Quand le Covid frappe l’Italie, le pays vient déjà de vivre une décennie désolante née de la crise de la zone euro. Avec une productivité amorphe, une dette publique dans la stratosphère (2 600 milliards d’euros, soit 158 % de son PIB fin 2020), des banques en sursis, des disparités croissantes des revenus entre les régions et une instabilité politique, le pays se trouve dans un triste état.
L’économie va tout aussi mal que la population. Le PIB a chuté de 8,9 % en 2020, la plus forte baisse de la zone euro. Même s’il estime que l’augmentation de la dette est une donnée incontournable, Mario Draghi tente de ne pas trop bousculer les fragiles équilibres des finances et de l’économie – la troisième d’Europe – et de raviver cette dernière sans le recours à l’impôt. « Je suis là, dit-il, pour relancer l’économie, pas pour faire les poches des Italiens. »
Un programme de réformes
Draghi lance un programme de réformes qu’il va étalonner en trois étapes.
D’abord, la politique. Sa nomination à la tête du gouvernement a porté un coup d’arrêt au populisme. Mais la lune de miel ne sera pas éternelle.
Ensuite, l’économie. Il va mettre en route un grand nombre de réformes très attendues, non seulement par les Italiens, mais aussi par l’Europe. L’une concerne l’extrême lenteur de la justice qui suscite la réticence des investisseurs à s’installer en Italie. Draghi veut aussi réformer le système de retraites et la fiscalité, réduire l’impôt sur le revenu de la classe moyenne. Il réforme également le cadastre alors que le pays compte plus d’un million de « maisons fantômes » souvent construites par la mafia. Ce projet a comme toile de fond la lutte contre la fraude fiscale qui coûte à l’Italie quelque 100 milliards d’euros par an. Il a failli provoquer le départ de la Ligue de la coalition sous prétexte qu’une telle mesure risquait d’augmenter les taxes sur l’immobilier. Draghi a négocié avec Salvini, a réitéré son engagement d’éviter « toute augmentation de la pression fiscale », et promis que « personne ne paiera plus et personne ne paiera moins » quand cette réforme du cadastre sera mise en place, vers 2026. La politique italienne, même sous le règne de « Super Mario », n’est pas un fleuve tranquille.

**Travail à réaliser**:
a. Dans l'extrait sur l'Italie de Draghi, remplacez « programme » par « plan » en recopiant le passage de « L’économie va tout » à « en trois étapes. ».
b. Selon l'extrait sur l'Italie de Draghi, de combien le PIB italien a-t-il chuté en 2020 ?
c. Indiquez si chacune des affirmations suivantes concorde avec l'extrait sur l'Italie de Draghi, en répondant par oui ou par non et en citant les mots décisifs de l'extrait : (i) fin 2020, la dette publique italienne représentait 158 % du PIB ; (ii) Draghi entendait relancer l'économie en augmentant les impôts ; (iii) la fraude fiscale coûte à l'Italie environ 100 milliards d'euros par an.
Les lignes de données n'ont aucun rapport avec l'extrait sur l'Italie de Draghi.

**Lignes de données**:
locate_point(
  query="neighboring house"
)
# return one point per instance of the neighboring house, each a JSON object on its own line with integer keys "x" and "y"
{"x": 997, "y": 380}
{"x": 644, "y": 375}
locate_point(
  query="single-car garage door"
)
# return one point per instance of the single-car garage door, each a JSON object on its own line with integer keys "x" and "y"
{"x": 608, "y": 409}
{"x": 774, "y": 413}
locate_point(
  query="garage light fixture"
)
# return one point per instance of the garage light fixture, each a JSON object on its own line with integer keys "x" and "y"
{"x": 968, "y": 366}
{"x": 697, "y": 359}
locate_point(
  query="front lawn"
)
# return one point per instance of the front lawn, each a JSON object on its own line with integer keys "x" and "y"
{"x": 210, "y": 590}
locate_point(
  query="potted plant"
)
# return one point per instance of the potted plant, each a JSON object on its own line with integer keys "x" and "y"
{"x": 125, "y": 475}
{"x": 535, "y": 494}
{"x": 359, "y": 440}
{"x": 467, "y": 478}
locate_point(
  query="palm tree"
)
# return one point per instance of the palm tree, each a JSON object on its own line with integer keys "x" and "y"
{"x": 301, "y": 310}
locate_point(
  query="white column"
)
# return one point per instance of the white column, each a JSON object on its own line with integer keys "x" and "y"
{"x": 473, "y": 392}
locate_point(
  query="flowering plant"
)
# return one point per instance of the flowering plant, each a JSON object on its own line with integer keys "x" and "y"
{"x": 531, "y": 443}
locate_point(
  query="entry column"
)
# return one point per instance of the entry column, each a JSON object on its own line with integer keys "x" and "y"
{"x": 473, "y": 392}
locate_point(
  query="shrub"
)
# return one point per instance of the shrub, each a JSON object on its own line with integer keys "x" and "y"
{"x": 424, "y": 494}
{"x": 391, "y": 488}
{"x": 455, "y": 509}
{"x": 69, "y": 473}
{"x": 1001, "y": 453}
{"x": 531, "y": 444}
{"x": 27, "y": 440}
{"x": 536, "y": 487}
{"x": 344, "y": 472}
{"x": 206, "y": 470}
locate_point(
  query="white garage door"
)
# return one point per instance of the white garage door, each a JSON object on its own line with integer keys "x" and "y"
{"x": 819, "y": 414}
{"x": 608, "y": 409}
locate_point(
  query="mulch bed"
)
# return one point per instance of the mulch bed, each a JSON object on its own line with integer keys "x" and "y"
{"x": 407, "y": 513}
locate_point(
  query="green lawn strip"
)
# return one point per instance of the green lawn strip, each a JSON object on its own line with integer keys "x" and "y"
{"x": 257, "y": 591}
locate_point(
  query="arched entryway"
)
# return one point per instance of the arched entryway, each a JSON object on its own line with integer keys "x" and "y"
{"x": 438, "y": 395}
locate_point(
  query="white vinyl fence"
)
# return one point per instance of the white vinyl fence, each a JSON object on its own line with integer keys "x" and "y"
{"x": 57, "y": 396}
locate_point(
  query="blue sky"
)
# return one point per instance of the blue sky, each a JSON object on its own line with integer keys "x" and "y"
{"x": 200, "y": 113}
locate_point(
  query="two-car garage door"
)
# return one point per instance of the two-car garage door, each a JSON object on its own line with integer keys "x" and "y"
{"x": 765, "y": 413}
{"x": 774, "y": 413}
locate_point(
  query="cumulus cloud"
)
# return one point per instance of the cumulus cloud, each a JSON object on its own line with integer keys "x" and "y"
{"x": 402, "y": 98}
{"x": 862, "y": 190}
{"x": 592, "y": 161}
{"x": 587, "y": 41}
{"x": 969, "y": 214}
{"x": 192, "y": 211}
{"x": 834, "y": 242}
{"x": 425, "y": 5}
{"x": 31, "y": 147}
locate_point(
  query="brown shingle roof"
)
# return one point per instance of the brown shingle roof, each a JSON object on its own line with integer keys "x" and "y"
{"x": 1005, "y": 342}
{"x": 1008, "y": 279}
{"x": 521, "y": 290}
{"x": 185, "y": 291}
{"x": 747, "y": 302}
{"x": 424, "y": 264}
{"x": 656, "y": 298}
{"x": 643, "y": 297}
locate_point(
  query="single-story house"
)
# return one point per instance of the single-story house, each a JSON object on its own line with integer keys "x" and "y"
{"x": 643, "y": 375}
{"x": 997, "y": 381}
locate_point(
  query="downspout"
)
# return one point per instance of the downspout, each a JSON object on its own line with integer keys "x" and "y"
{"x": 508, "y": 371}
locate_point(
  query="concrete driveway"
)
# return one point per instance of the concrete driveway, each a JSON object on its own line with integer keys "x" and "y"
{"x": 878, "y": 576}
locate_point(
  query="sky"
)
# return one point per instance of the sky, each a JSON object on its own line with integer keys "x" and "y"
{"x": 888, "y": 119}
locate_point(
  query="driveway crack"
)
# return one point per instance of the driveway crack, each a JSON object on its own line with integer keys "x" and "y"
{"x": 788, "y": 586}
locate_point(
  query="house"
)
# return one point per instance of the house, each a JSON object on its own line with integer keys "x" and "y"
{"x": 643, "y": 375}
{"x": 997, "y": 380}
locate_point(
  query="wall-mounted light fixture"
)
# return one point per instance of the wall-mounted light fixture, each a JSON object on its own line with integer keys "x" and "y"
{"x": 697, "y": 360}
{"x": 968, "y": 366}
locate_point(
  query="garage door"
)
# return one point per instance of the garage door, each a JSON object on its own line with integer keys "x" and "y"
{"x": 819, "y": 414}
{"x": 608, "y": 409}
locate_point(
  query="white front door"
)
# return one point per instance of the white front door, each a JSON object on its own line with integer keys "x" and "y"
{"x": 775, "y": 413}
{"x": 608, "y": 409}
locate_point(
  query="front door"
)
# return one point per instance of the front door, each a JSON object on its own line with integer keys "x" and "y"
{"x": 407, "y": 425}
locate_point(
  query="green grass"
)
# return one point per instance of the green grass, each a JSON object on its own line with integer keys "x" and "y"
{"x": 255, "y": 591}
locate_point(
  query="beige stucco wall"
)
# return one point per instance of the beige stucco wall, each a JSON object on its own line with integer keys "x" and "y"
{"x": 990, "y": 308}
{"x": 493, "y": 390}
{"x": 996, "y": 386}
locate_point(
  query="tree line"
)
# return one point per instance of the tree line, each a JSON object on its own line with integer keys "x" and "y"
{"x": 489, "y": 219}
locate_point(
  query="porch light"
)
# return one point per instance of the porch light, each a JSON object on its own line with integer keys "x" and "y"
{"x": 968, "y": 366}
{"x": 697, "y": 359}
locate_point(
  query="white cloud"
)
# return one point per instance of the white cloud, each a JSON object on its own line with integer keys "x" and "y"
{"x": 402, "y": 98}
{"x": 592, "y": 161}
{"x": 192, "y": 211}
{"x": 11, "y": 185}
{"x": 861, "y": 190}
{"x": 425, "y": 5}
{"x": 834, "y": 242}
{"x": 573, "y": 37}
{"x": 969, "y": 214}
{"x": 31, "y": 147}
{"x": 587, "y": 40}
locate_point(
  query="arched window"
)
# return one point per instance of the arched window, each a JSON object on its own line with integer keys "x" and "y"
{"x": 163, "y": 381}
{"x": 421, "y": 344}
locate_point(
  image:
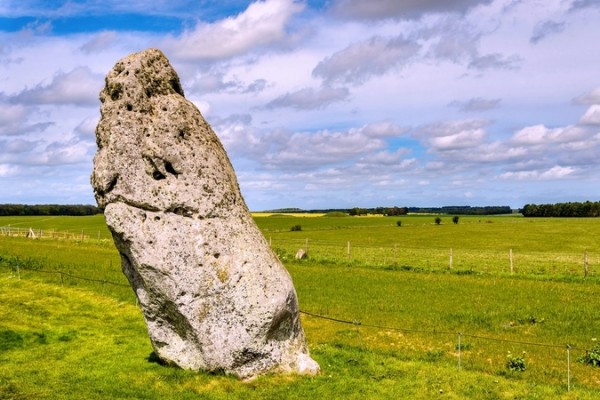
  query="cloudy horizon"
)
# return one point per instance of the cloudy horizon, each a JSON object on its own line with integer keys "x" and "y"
{"x": 323, "y": 104}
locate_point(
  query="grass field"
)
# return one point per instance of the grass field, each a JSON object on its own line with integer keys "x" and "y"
{"x": 64, "y": 337}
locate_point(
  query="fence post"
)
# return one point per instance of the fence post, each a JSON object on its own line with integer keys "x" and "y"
{"x": 459, "y": 345}
{"x": 568, "y": 368}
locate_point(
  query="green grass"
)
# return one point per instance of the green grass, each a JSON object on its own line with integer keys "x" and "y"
{"x": 65, "y": 343}
{"x": 478, "y": 244}
{"x": 73, "y": 338}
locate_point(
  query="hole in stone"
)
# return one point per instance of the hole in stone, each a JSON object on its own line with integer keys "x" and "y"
{"x": 176, "y": 86}
{"x": 158, "y": 175}
{"x": 169, "y": 168}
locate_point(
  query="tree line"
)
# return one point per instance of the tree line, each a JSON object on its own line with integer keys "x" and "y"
{"x": 48, "y": 209}
{"x": 572, "y": 209}
{"x": 462, "y": 210}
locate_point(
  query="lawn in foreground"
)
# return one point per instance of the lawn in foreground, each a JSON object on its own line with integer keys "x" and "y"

**Résultats des consignes**:
a.
L’économie va tout aussi mal que la population. Le PIB a chuté de 8,9 % en 2020, la plus forte baisse de la zone euro. Même s’il estime que l’augmentation de la dette est une donnée incontournable, Mario Draghi tente de ne pas trop bousculer les fragiles équilibres des finances et de l’économie – la troisième d’Europe – et de raviver cette dernière sans le recours à l’impôt. « Je suis là, dit-il, pour relancer l’économie, pas pour faire les poches des Italiens. »
Un plan de réformes
Draghi lance un plan de réformes qu’il va étalonner en trois étapes.

b. De 8,9 %, soit la plus forte baisse de la zone euro.

c.
(i) Oui : « 2 600 milliards d’euros, soit 158 % de son PIB fin 2020 ».
(ii) Non : « raviver cette dernière sans le recours à l’impôt ».
(iii) Oui : « la fraude fiscale qui coûte à l’Italie quelque 100 milliards d’euros par an ».